SOAL TERTULIS |
Lanjutkan catatan perjalanan ke Petungkriyono di bawah ini, mulai setelah kalimat terakhirnya.

TEKS YANG DIBERIKAN |
-------

Berfoto di Pohon Selfie Curug Lawe. Tak kalah keren dengan Kalibiru Jogja. (Dok. Pribadi)
 Gapura Kemah Asik Curug Lawe(Dok. Pribadi)

                                               Sedia payung sebelum hujan. Hehe (Dok. Pribadi)

          Kalau ada yang ingin kemah asik di sini juga bisa. Hehe. Peralatan kemah dapat langsung disewa disini. Setelah istirahat sejenak dan berfoto kami memutuskan untuk tracking ke Air Terjun Curug Lawe. Medannya cukup curam dan licin. Waktu tempuh 1-2 jam ke tempat Air Terjun. 
                                                                           Curug Lawe 1 (Dok. Pribadi)
     Setelah sore, saya dan teman saya diantar oleh Mas Purwo untuk beristirahat di home stay karena di Curug Lawe sendiri sebenarnya belum ada home stay yang benar-benar dibuat untuk disewa. Maka selama dua hari kami harus bermalam di rumah salah satu penggerak objek wisata Curug Lawe. Namanya Mas Casmanto atau Mas Anto. Senangnya bisa kenal dengan Mas Purwo, Mas Anto dan keluarganya. Ternyata objek wisata di Petungkriyono terutama Curug Lawe ini merupakan objek wisata yang mandiri atas swadaya warganya. Penggerak utamanya adalah orang-orang yang hobi bertualang dan mendaki gunung yaitu Mas Purwo dan Mas Anto. Karang taruna disana sangat berjalan dengan baik jadi tidak heran jika crew di objek wisata Curug Lawe ini merupakan anak-anak muda. ada 40an. Keren! Hari berikutnya saya dan teman saya diantar oleh Mas Anto menggunakan mobil ke destinasi kedua yaitu Welo Asri. Tiket masuknya Rp. 3.000,-. per orang. Sebenarnya ini objek wisata air seperti river tubing. Karena persediaan baju kami sangat limit. Kami hanya berfoto saja di Welo Asri.
                                          Rumah Pohon Kayu Bulu Kangkang (Dok. Pribadi)
                                             Taman Sungai: Saya, Milla, dan Mas Anto (Dok. Pribadi)

        Setelah dari Welo Asri lanjut ke destinasi ketiga yaitu Curug Bajing. Curug Bajing merupakan air terjun yang palig indah yang saya temukan di Petungkriyono. Sebenarnya ada juga Curug Muncar, namun ada longsor disana dan jalannya pun terputus maka kami tidak dapat mengunjungi Curug Muncar.

-------

BAHAN YANG DISEDIAKAN |

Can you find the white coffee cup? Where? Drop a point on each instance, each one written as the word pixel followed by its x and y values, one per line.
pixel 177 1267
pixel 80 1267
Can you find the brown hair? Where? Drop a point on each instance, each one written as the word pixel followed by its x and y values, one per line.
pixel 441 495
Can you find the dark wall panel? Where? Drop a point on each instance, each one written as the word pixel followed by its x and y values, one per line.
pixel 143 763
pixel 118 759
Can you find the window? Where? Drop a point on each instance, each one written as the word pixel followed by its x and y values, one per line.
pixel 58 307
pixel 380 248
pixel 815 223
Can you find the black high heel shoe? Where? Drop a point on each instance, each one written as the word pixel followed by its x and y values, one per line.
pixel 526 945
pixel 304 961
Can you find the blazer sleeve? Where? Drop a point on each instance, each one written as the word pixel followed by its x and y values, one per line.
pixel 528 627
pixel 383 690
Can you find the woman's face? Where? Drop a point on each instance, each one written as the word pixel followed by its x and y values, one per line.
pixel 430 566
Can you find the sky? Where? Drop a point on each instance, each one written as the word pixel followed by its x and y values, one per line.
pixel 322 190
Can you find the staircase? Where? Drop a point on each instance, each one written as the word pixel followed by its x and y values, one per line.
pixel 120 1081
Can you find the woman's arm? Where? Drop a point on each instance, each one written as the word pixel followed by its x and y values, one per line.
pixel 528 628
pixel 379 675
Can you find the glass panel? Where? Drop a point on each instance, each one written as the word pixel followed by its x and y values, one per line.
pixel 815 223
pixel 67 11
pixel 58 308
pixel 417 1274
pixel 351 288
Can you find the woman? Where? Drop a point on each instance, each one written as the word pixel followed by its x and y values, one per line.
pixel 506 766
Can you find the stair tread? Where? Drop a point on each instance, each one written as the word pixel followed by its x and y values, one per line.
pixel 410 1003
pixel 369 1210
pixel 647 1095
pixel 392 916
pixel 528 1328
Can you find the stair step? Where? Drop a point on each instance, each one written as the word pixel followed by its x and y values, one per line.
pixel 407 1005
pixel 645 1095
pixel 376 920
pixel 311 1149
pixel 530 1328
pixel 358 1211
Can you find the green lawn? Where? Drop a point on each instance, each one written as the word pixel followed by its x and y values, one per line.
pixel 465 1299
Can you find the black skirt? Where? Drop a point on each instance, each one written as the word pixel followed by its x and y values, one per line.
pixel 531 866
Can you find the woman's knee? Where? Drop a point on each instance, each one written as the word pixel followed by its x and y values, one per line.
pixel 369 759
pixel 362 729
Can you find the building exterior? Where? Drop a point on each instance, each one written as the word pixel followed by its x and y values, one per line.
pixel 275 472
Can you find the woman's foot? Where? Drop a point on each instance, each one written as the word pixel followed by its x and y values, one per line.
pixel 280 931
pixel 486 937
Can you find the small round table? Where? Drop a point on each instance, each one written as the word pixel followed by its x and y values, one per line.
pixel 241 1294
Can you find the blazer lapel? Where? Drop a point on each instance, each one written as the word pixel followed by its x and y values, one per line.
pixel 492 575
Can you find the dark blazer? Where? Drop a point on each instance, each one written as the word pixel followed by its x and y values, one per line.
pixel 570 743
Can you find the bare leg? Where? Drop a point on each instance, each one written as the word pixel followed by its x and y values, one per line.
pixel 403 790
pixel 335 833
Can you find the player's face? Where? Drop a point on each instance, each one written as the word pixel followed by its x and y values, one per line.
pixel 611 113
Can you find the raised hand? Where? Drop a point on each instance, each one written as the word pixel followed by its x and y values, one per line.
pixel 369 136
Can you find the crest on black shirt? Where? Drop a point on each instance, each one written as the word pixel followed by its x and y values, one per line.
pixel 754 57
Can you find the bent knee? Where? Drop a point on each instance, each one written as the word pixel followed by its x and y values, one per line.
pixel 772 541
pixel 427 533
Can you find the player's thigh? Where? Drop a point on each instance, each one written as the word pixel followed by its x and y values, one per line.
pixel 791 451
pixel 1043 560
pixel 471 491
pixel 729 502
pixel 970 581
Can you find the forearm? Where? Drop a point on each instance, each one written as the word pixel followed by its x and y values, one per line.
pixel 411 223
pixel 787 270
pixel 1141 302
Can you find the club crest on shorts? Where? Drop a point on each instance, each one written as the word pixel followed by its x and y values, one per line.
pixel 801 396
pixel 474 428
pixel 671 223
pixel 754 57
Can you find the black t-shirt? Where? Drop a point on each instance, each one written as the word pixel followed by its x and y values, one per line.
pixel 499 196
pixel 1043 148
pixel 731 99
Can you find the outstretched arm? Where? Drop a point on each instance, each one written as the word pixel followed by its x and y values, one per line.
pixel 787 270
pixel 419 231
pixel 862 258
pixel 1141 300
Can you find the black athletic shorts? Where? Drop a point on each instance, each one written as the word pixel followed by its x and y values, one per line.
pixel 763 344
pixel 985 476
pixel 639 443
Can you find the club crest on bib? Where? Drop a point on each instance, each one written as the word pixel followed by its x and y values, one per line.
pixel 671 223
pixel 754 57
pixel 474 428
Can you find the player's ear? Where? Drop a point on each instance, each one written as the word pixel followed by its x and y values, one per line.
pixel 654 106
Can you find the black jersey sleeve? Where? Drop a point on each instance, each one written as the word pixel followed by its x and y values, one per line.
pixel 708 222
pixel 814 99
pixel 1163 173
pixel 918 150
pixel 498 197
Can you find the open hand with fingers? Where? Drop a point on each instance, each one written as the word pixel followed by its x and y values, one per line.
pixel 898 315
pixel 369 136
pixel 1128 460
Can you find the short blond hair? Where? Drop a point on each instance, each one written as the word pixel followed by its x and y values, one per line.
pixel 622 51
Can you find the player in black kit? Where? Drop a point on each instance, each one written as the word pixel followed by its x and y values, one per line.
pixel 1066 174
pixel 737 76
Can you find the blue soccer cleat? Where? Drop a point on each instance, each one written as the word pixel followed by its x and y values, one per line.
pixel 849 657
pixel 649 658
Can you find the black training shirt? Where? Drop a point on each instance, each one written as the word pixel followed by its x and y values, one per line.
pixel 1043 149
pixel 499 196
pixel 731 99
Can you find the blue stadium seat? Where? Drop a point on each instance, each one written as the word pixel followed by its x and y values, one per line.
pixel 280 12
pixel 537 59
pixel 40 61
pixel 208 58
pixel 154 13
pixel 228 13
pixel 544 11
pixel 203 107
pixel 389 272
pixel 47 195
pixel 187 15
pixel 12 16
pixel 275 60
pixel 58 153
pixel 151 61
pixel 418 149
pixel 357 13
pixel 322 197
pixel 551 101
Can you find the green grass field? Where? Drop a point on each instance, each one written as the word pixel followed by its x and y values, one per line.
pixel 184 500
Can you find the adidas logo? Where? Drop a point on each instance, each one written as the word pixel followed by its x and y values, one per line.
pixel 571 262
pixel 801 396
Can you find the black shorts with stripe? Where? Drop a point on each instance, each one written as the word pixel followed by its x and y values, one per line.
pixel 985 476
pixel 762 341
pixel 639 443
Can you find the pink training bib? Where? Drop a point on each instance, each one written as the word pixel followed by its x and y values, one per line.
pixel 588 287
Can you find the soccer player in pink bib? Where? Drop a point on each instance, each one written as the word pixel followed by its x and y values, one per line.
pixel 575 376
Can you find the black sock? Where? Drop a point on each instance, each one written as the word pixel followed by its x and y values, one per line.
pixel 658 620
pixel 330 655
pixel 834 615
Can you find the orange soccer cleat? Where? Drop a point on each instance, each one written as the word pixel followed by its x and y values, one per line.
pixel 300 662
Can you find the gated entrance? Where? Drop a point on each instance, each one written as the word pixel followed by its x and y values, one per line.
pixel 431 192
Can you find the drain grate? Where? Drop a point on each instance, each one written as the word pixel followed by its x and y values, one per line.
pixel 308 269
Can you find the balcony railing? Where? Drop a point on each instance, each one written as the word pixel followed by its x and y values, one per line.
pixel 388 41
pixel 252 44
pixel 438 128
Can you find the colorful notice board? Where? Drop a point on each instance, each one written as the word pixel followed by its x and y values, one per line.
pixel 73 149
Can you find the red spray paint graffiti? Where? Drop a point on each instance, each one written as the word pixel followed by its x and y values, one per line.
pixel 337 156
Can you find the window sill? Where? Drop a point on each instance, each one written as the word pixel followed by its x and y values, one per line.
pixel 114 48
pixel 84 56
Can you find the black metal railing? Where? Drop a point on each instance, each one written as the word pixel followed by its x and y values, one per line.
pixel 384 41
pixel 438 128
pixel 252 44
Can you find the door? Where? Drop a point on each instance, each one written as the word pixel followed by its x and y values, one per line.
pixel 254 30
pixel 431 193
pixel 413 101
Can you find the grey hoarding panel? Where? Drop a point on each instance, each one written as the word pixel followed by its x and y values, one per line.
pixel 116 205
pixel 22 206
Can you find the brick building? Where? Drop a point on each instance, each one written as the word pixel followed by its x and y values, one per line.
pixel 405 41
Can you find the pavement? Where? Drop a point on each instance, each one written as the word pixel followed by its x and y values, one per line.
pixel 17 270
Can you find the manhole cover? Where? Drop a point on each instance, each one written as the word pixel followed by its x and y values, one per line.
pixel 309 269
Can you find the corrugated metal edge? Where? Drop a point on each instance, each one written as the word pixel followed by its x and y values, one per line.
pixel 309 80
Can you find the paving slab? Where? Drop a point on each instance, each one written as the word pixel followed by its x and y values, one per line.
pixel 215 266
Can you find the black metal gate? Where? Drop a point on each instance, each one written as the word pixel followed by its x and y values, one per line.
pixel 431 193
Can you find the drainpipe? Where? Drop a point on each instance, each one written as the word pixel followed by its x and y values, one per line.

-------

HASIL TUGAS INI |
                                                      Air Terjun Curug Bajing : Saya dan Milla (Dok. Pribadi)

        Sepulang dari Curug Bajing kami pun menikmati kopi lokal disini. Kopi Petong namanya. Sebab salah satu komoditas perkebunan Petungkriyono  adalah kopi Arabika dan Robusta. Nikmat rasanya kopi petong ini.
                                                      Petong Koffie. Kopi lokal Petungkriyono. (Dok. Pribadi)



          Dua hari di Petungkriyono kami betul-betul menghabiskan waktu dengan suka cita. Menyegarkan sekali mengunjungi Petungkriyono yang masih sangat alami. Dapat kenalan baru, keluarga baru, pengalaman baru. Esok pagi kami rencakan untuk kembali ke Kota Pekalongan menggunakan Doplak yang mulai beroperasi turun dari Petungkriyono ke Pasar Doro pada pukul 04.00-05.00 WIB. Tapi beruntungnya kami, karena Mas Anto ternyata juga ingin ke Kajen jadi kami dapat diantar sampai ke Terminal Kajen. Dari Kajen kami naik bus ke Pusat Batik Setono untuk membeli oleh-oleh batik untuk keluarga di rumah dan mengunjungi Museum Batik. Namun waktunya sudah terlalu sore sehingga tidak sempat ke Museum Batik sebab tutup pukul 15.00 WIB. Jadi setelah berbelanja oleh-oleh kami langsung menuju Terminal Pekalongan untuk memesan bus pulang dengan jadwal keberangkatan pukul 19.00. WIB.